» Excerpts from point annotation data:

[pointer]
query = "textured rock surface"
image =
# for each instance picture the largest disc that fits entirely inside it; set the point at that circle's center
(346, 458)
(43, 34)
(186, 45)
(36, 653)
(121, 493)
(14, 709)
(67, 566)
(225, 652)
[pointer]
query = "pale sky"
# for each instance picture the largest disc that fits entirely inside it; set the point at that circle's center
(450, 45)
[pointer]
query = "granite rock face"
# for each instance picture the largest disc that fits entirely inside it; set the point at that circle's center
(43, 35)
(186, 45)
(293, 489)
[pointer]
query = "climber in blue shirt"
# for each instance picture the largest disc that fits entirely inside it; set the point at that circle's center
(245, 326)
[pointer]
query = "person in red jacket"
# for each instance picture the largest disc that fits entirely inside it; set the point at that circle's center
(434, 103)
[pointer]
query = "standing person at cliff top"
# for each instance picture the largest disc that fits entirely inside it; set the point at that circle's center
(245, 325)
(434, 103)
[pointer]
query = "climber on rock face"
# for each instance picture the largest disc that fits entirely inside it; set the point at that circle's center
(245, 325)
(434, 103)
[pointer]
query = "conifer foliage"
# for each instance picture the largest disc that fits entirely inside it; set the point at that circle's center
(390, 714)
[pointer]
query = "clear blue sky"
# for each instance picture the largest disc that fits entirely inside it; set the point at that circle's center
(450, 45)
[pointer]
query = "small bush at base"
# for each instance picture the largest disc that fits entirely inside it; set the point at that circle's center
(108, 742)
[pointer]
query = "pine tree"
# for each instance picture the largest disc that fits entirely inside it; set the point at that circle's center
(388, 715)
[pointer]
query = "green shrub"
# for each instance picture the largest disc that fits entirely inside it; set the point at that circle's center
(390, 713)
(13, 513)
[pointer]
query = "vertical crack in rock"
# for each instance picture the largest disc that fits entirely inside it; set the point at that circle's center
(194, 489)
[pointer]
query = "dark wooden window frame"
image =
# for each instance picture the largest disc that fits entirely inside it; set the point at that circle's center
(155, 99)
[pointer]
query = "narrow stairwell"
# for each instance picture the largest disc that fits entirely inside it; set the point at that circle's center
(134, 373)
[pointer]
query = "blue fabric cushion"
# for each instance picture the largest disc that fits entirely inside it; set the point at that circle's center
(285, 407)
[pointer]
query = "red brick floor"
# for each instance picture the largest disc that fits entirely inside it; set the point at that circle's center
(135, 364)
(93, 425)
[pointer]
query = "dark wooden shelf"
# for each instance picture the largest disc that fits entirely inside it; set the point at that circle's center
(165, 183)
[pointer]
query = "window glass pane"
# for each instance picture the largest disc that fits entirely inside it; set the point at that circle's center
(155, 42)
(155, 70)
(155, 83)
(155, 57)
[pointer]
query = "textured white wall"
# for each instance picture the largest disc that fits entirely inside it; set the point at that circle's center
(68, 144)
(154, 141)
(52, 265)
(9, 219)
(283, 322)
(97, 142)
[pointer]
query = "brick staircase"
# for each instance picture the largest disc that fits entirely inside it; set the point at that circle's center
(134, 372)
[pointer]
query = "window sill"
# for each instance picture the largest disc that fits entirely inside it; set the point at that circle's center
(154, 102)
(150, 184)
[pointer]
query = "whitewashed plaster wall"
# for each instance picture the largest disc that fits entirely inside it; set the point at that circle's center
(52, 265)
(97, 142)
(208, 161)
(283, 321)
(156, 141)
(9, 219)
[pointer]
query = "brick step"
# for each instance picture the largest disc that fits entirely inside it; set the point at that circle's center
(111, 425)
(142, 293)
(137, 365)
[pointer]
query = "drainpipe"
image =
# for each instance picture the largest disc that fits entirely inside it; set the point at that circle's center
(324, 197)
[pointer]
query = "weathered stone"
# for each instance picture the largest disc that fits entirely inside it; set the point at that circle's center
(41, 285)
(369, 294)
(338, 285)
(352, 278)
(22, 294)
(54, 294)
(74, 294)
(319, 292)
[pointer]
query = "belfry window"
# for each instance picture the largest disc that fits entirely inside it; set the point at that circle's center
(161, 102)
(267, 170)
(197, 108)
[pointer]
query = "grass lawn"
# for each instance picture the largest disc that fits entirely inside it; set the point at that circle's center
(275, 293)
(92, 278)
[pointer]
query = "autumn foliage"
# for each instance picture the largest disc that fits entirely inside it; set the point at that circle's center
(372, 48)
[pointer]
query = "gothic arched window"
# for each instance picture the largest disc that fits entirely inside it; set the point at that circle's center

» Set exercise:
Every line of the material must be returned exactly as it appears.

» Reply:
[pointer]
query = "textured rock surface"
image =
# for each instance picture the largest disc that fits entirely inside it; set the point at that circle's center
(346, 458)
(43, 34)
(186, 45)
(36, 653)
(121, 493)
(14, 709)
(67, 566)
(225, 652)
[pointer]
query = "pale sky"
# for each instance picture the largest disc that fits entirely inside it; set the point at that circle's center
(450, 45)
[pointer]
query = "granite rock face"
# for each instance picture the largest disc that fits entirely inside it; set the point at that circle's center
(43, 35)
(186, 45)
(293, 489)
[pointer]
query = "climber in blue shirt"
# for each instance picture the largest disc that fits entirely inside it; set the point at that circle's center
(245, 326)
[pointer]
query = "person in red jacket"
# for each instance picture the largest disc that fits entirely inside it; set the point at that circle's center
(434, 103)
[pointer]
query = "standing person at cliff top"
# for each instance picture the largest disc that fits entirely inside it; set the point at that circle's center
(245, 325)
(434, 103)
[pointer]
query = "climber on rock face"
# for each instance picture the largest disc that fits entirely inside it; set the point at that circle's center
(245, 325)
(434, 103)
[pointer]
query = "conifer foliage"
# for each instance picture the largest disc that fits entirely inside it; set the point at that circle's center
(390, 714)
[pointer]
query = "clear blue sky"
# for each instance picture the largest disc that fits entirely inside it; set the point at that circle's center
(450, 45)
[pointer]
query = "small bush at base"
# for each instance picture the largest disc that fits entirely inside it; set the point at that circle's center
(108, 742)
[pointer]
query = "pine tree"
# for each instance picture the largest disc that fits entirely inside it; set the point at that circle's center
(388, 715)
[pointer]
query = "green shrub"
# for each instance picture the largest disc that fits entirely inside it; set the point at that circle's center
(390, 713)
(13, 513)
[pointer]
query = "vertical crack in rock"
# for each instance picture the largest disc that fits entirely inside it; set the point at that circle's center
(194, 489)
[pointer]
query = "dark wooden window frame"
image =
# for each instance picture the largest disc that fits entirely inside it; set the point at that circle's center
(155, 99)
[pointer]
query = "narrow stairwell"
# for each instance picture the largest disc that fits entirely inside it; set the point at that circle's center
(134, 373)
[pointer]
query = "blue fabric cushion"
# for each instance picture the largest disc that fits entirely inside it; set the point at that circle's center
(285, 407)
[pointer]
query = "red brick floor"
# for each instance picture the largest disc that fits entirely inside it; set the point at that circle's center
(135, 364)
(93, 425)
[pointer]
query = "dark wooden shelf"
# for each instance picture the largest disc that fits entirely inside it; set the point at that circle's center
(165, 183)
[pointer]
query = "window glass pane"
# for each instance picture the largest disc that fits entirely inside it; set the point at that circle's center
(155, 42)
(155, 70)
(155, 83)
(155, 57)
[pointer]
query = "textured white wall"
# for each instance picture the largest disc that fits entirely inside it; set the point at that circle's center
(68, 144)
(154, 141)
(52, 265)
(9, 219)
(283, 322)
(97, 142)
[pointer]
query = "brick staircase"
# for each instance picture the largest disc that fits entirely inside it; set the point at that circle's center
(134, 372)
[pointer]
query = "window sill"
# for each instance picture the largest disc that fits entirely inside it; set the point at that circle's center
(154, 102)
(150, 184)
[pointer]
query = "whitewashed plaster wall"
# for each instance picture the largest disc that fits entirely inside it; set the point at that circle's center
(52, 265)
(97, 142)
(208, 161)
(283, 321)
(156, 141)
(9, 219)
[pointer]
query = "brick step"
# for each instance picture the largest disc that fits entirely inside it; set the point at that circle's center
(111, 425)
(142, 293)
(137, 365)
[pointer]
query = "drainpipe"
image =
# for each instance picture the largest disc that fits entirely inside it; set the point at that circle's center
(324, 197)
[pointer]
query = "weathered stone"
# for each instance picture the largest disc that fits entirely inside it; set the point at that circle's center
(41, 285)
(369, 294)
(338, 285)
(352, 278)
(22, 294)
(54, 294)
(74, 294)
(319, 292)
[pointer]
query = "belfry window"
# for each instance picture the largest disc that fits entirely inside it; set the point at that circle's center
(161, 102)
(267, 170)
(197, 108)
[pointer]
query = "grass lawn"
# for each instance picture the largest disc that fits entirely inside it; set the point at that circle's center
(275, 293)
(92, 278)
[pointer]
query = "autumn foliage"
# for each instance picture the largest disc that fits entirely inside it; set the point at that circle's center
(372, 48)
[pointer]
query = "gothic arched window"
# for each instance picture the largest disc that fits entirely inside it; set the point at that circle's center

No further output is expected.